- SHORT EXERCISE 1:
Translate this sentence from the passage on memory element configurations into Spanish: "Alternatively, memory elements may be configured so that each element is individually accessible, e.g., a NOR memory array."
- SHORT EXERCISE 2:
According to the passage on memory element configurations, what do the multiple memory elements in a string of a NAND memory array share?
- SHORT EXERCISE 3:
Continue the passage on memory element configurations from its last sentence.
— BEGIN PASSAGE TO READ —
Multiple memory elements may be configured so that they are connected in series or so that each element is individually accessible. By way of non-limiting example, flash memory devices in a NAND configuration (NAND memory) typically contain memory elements connected in series. A NAND memory array may be configured so that the array is composed of multiple strings of memory in which a string is composed of multiple memory elements sharing a single bit line and accessed as a group. Alternatively, memory elements may be configured so that each element is individually accessible, e.g., a NOR memory array. NAND and NOR memory configurations are examples, and memory elements may be otherwise configured.

The semiconductor memory elements located within and/or over a substrate may be arranged in two or three dimensions, such as a two-dimensional memory structure or a three-dimensional memory structure.
— END PASSAGE TO READ —
— BEGIN SUPPLIED DATA —
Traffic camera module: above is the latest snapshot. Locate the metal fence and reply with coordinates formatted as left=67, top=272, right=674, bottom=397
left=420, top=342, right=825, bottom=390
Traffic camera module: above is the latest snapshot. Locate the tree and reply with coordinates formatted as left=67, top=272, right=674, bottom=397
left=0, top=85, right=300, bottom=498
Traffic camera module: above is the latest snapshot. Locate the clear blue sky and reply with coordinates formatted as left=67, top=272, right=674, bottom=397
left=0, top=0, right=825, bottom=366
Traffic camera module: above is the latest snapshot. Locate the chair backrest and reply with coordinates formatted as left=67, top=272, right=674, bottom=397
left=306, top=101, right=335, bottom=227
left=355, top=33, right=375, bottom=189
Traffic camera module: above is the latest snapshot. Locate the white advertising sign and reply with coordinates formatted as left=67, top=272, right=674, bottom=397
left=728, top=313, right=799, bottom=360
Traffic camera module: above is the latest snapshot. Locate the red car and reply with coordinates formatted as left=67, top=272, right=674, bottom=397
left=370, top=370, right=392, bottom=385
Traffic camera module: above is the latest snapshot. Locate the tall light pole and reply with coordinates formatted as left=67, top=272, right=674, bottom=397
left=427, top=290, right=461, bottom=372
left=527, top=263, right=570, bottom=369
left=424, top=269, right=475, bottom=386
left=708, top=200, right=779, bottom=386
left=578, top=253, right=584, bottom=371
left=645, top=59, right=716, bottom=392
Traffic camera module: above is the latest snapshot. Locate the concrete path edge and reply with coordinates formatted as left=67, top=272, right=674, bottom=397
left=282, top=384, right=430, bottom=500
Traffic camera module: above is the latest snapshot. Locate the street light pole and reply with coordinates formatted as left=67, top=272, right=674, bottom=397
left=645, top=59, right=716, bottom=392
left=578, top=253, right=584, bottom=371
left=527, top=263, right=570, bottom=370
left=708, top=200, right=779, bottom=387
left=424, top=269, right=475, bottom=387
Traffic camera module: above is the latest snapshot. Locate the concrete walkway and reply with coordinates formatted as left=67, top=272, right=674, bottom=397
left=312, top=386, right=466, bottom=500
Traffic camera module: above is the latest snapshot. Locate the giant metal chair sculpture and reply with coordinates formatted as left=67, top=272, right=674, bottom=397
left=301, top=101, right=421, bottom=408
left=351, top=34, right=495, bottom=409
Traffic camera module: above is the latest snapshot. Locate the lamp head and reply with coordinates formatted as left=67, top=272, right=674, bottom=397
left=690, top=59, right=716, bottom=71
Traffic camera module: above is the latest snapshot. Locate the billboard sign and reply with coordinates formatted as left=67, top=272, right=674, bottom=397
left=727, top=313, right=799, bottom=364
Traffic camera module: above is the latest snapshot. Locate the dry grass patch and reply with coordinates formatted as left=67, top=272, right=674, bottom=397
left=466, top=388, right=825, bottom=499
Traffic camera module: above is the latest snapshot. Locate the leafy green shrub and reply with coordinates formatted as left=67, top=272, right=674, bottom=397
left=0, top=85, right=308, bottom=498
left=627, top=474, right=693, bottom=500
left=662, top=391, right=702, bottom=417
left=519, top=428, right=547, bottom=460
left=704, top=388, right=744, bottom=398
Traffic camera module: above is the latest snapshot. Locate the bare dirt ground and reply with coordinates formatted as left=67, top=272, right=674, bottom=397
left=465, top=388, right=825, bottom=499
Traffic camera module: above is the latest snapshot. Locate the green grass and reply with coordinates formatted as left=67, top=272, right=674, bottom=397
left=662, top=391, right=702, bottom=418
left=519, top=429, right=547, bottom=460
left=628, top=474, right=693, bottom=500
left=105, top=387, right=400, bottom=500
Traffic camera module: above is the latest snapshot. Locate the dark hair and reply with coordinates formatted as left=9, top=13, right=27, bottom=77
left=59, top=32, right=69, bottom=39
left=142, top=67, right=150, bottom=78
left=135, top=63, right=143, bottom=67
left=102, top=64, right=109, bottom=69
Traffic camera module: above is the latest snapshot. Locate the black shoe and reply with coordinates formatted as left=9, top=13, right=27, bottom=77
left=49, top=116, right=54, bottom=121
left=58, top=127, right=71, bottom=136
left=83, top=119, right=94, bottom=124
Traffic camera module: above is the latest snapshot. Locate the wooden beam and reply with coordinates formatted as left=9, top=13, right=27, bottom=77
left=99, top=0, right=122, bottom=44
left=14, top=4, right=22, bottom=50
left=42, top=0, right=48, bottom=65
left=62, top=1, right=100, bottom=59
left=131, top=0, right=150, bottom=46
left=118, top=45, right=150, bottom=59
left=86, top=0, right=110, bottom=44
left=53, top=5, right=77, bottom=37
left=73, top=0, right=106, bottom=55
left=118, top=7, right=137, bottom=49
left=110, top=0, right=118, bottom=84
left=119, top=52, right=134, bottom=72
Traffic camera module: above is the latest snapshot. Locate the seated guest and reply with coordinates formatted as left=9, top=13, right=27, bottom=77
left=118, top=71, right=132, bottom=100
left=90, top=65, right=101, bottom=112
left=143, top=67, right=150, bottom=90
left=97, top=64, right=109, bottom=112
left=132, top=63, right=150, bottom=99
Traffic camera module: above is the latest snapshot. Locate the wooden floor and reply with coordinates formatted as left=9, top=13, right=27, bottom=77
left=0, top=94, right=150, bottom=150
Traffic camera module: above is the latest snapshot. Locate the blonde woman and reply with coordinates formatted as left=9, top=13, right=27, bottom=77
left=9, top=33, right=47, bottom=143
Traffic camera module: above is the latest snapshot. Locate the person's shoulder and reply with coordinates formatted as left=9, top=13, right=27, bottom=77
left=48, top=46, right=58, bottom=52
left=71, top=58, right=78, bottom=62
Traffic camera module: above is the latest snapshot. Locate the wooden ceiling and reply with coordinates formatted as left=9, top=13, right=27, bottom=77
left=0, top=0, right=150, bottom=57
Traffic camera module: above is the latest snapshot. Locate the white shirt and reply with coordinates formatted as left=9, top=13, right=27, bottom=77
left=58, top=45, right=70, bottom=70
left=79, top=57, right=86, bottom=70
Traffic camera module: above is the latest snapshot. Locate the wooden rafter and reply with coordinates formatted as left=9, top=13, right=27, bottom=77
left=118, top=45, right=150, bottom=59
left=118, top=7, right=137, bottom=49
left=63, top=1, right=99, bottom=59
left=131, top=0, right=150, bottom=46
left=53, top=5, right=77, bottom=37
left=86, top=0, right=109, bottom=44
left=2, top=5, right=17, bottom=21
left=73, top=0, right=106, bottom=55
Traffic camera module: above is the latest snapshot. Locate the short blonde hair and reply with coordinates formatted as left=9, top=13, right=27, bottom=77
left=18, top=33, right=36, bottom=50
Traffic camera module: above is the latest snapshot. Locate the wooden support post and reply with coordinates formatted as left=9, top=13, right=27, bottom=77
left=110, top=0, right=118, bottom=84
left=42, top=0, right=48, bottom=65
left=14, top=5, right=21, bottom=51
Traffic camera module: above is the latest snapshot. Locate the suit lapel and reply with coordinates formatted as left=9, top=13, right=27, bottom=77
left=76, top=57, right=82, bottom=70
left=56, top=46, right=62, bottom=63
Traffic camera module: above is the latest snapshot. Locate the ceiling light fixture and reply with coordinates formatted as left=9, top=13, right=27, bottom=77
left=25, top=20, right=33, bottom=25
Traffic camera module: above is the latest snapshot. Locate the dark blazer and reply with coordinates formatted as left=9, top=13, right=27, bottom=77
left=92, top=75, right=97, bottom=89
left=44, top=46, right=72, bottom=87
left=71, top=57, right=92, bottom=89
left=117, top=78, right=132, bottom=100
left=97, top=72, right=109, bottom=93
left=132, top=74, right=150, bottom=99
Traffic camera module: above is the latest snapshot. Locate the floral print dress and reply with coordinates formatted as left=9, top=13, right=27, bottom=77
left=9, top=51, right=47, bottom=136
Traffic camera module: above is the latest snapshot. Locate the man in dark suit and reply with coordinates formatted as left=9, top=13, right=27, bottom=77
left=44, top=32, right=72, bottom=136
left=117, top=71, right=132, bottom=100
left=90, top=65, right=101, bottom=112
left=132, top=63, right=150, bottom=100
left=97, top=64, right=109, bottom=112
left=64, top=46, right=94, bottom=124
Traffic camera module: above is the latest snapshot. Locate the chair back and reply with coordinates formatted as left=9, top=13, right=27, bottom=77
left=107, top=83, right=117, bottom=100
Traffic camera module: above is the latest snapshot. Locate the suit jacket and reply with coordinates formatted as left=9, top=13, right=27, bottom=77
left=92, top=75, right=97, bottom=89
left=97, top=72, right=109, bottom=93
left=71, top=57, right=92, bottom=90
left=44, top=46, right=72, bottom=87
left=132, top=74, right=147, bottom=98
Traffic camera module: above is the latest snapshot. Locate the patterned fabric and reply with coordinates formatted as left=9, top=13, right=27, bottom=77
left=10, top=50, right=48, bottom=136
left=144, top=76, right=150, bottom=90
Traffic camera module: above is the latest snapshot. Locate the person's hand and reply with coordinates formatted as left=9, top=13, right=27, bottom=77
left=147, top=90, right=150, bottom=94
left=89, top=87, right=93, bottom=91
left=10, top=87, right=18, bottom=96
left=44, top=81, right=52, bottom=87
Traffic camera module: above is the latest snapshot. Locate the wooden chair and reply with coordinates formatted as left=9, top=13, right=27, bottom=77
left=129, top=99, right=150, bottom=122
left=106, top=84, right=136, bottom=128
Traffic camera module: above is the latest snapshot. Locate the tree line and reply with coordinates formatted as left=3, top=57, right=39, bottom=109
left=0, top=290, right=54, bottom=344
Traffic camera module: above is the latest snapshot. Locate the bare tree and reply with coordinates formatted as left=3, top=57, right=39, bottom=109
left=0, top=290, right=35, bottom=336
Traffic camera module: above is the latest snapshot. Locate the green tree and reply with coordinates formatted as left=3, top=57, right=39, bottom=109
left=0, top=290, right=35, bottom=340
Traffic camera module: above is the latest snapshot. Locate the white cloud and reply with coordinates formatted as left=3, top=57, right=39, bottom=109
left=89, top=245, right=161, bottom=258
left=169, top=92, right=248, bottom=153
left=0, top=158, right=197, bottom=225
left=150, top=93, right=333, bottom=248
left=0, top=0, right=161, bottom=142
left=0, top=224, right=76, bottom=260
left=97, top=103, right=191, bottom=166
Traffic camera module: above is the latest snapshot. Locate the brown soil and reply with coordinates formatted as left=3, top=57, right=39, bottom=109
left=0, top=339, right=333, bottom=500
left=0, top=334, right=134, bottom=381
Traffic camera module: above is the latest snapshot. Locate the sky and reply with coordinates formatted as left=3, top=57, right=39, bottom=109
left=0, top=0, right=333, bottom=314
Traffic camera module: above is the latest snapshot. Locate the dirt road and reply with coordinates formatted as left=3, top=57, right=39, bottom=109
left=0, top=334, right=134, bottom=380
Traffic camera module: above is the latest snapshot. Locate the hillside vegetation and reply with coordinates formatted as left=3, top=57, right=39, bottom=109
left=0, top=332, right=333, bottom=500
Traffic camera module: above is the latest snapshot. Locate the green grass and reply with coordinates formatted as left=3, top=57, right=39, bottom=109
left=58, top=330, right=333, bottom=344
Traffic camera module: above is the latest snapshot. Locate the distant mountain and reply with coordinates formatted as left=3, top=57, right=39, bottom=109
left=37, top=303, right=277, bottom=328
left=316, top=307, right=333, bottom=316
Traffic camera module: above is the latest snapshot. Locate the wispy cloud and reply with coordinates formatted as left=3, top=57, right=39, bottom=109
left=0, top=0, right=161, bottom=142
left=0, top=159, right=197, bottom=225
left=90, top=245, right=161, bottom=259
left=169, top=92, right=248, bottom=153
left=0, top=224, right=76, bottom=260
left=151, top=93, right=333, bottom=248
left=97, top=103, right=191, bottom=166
— END SUPPLIED DATA —
- WRITTEN RESPONSE 1:
Como alternativa, los elementos de memoria pueden configurarse de modo que cada elemento sea accesible individualmente, por ejemplo, una matriz de memoria NOR.

- WRITTEN RESPONSE 2:
A single bit line.

- WRITTEN RESPONSE 3:
In a two-dimensional memory structure, the semiconductor memory elements are arranged in a single plane or a single memory device level. Typically, in a two-dimensional memory structure, memory elements are arranged in a plane (e.g., in an x-z direction plane) which extends substantially parallel to a major surface of a substrate that supports the memory elements. The substrate may be a wafer over or in which the layer of the memory elements are formed or it may be a carrier substrate which is attached to the memory elements after they are formed. As a non-limiting example, the substrate may include a semiconductor such as silicon.

The memory elements may be arranged in the single memory device level in an ordered array, such as in a plurality of rows and/or columns. However, the memory elements may be arrayed in non-regular or non-orthogonal configurations. The memory elements may each have two or more electrodes or contact lines, such as bit lines and wordlines.

A three-dimensional memory array is arranged so that memory elements occupy multiple planes or multiple memory device levels, thereby forming a structure in three dimensions (i.e., in the x, y and z directions, where the y direction is substantially perpendicular and the x and z directions are substantially parallel to the major surface of the substrate).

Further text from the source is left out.